## begin SUPPLIED TEXT

A secondary purpose of the sampling is the reduce the amount of output
that pping creates. In most circumstances, getting 1000 RTT reports
per second from a single flow will probably not be of interest, making
it less useful as a direct command-line utility.

# Considered sampling approaches
There are a number of different ways that the sampling could be
performed, ex:

- Sample every N packets per flow
  - Not very flexible
  - If same rate is used for all flows small flows would get very few
    samples.
- Sample completely random packets
  - Probably not a good idea...
- Head sampling (sample the first few packets of each flow)
  - Not suitable for monitoring long flows
  - RTT may change over lifetime of flow (due to buffer bloat)
- Probabilistic approach
  - Probabilistic approaches have been used to for example capture
    most relevant information with limited overhead in INT
  - Could potentially be configured across multiple devices, so that
    pping on all of the devices together capture the most relevant
    traffic.
  - While it could potentially work well, I'm not very familiar with
    these approaches. Would take considerable research from my side
    to figure out how these methods work, how to best apply it to
    pping, and how to implement it in BPF.
- Used time-based sampling, limiting the rate of how often entries
  can be created per flow
  - Intuitively simple
  - Should correspond quite well with the output you would probably
    want? I.e. a few entries per flow (regardless of how heavy they
    are) stating their current RTT.

I believe that time-based sampling is the most promising solution that
I can implement in a reasonable time. In the future additional
sampling methods could potentially be added.

# Considerations for time-based sampling
## Time interval
For the time-based sampling, we must determine how the interval
between when new timestamp entries are allowed should be set. 

### Static time interval
The simplest alternative is probably to use a static limit, ex
100ms. This would provide a rather simple and predictable limit for
how often entries can be created (per flow), and how much output you
would get (per flow).

## end SUPPLIED TEXT

■ **EXERCISE BRIEF**:
According to the pping sampling notes, which sampling approach is the most promising one to implement in a reasonable time?

## begin COLLECTED DATA

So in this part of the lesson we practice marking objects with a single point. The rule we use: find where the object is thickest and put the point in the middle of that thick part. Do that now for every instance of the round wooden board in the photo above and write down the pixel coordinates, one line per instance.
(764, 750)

## end COLLECTED DATA

■ **REPLY TO THE EXERCISE**:
Time-based sampling